● EXERCISE PROMPT
Retype, exactly as they appear below, the lines between the line holding "Locate every instance of the rabbit's floppy" and the line holding "Locate every instance of the white rabbit's", both ends included.

● INFORMATION SUPPLIED
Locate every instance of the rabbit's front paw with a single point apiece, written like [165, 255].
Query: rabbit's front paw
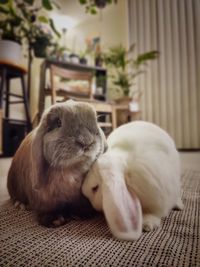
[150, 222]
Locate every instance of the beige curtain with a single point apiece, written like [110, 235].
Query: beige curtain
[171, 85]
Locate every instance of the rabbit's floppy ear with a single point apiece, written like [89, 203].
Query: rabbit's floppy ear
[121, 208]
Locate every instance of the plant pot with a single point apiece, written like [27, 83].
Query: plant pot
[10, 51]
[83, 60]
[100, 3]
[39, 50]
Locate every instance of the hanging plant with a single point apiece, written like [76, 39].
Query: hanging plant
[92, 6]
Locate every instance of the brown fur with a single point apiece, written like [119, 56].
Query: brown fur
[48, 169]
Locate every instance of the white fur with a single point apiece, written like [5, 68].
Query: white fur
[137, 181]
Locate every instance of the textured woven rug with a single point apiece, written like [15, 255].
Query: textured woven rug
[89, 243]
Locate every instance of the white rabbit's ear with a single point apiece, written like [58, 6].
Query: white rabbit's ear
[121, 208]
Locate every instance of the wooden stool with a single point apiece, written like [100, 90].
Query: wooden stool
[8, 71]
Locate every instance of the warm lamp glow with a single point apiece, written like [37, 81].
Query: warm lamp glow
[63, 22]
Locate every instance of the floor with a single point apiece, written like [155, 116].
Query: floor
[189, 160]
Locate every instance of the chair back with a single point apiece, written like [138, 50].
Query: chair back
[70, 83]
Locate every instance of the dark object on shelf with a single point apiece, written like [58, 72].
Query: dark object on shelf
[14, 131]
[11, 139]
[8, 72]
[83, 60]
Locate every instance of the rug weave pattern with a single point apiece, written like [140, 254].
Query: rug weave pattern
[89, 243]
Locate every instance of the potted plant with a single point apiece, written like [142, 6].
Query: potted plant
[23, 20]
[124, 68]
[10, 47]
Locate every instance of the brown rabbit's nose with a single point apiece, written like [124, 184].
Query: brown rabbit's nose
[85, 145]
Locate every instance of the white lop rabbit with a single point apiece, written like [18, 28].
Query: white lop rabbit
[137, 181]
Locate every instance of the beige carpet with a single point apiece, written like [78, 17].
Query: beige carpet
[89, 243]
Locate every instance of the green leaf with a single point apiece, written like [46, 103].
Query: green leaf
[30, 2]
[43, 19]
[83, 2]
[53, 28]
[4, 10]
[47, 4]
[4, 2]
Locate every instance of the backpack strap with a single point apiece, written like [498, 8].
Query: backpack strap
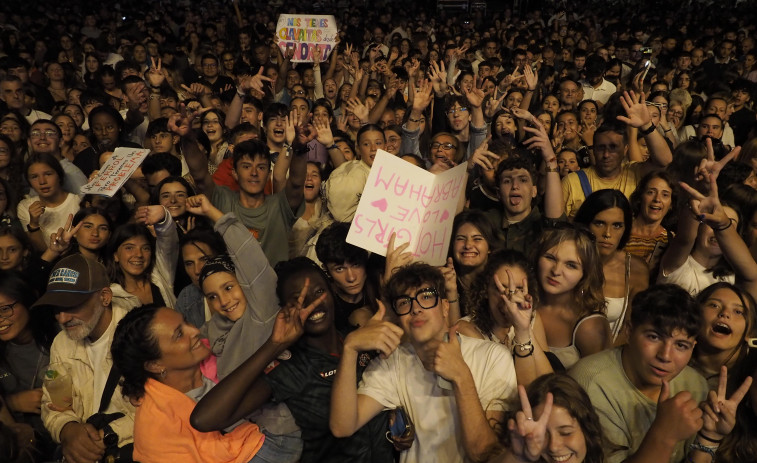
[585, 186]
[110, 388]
==
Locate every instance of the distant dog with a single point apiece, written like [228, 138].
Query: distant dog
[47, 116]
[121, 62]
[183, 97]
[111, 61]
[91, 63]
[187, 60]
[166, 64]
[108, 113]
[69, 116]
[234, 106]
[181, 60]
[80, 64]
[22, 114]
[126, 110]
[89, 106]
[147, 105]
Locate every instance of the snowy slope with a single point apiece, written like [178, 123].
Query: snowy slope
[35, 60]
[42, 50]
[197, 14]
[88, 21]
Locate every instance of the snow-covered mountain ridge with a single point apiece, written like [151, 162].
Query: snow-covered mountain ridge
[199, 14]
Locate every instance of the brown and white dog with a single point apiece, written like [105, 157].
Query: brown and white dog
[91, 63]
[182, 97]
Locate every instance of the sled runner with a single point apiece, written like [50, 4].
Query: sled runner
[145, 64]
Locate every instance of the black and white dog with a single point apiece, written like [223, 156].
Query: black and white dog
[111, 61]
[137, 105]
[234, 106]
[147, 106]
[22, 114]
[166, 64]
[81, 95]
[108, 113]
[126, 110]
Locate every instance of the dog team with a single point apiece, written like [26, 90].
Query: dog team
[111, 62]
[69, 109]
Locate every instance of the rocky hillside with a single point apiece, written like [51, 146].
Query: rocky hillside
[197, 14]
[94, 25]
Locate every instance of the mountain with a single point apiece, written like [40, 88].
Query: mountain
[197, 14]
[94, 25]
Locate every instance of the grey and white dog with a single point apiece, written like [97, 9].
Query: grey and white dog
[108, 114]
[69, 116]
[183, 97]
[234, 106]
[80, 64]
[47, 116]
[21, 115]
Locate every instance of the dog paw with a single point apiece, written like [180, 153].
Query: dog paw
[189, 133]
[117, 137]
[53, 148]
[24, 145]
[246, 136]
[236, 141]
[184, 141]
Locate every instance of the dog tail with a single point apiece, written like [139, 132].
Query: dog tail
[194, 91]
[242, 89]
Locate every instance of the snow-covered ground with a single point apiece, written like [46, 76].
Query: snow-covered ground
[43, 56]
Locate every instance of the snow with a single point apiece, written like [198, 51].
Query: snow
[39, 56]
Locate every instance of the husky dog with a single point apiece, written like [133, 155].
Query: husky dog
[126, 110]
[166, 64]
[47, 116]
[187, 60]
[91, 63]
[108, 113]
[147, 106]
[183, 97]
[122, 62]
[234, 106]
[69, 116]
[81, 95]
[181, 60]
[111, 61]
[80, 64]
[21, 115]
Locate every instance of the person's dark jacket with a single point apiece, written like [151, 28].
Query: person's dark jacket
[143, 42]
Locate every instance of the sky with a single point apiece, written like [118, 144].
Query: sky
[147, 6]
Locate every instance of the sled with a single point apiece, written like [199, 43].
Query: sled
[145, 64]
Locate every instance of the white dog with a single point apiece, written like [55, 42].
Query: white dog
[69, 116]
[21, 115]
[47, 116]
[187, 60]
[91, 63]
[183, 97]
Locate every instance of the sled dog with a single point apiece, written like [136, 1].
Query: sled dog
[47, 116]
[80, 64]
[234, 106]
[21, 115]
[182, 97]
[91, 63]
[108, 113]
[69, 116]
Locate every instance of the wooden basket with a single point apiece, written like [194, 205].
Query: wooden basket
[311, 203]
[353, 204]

● RESULT FOR THIS TASK
Locate every instance of the rabbit's floppy ear with a single point apiece, written like [89, 203].
Query: rabbit's floppy ear
[121, 208]
Locate every instance of the plant pot with a single point apiece, written like [27, 83].
Query: plant pot
[10, 51]
[83, 60]
[100, 3]
[39, 50]
Locate every instance of the hanging plant with a single point apiece, written like [76, 39].
Query: hanging plant
[92, 6]
Locate every instance of the brown fur with a single point apiece, written like [119, 56].
Query: brown fur
[48, 169]
Locate every instance of the white fur with a single point apiece, written like [5, 68].
Query: white fur
[137, 181]
Locate every instance of the textured woven rug with a single point apiece, written like [15, 255].
Query: textured woven rug
[89, 243]
Locate every instance of the white rabbit's ear with a single point apiece, written like [58, 6].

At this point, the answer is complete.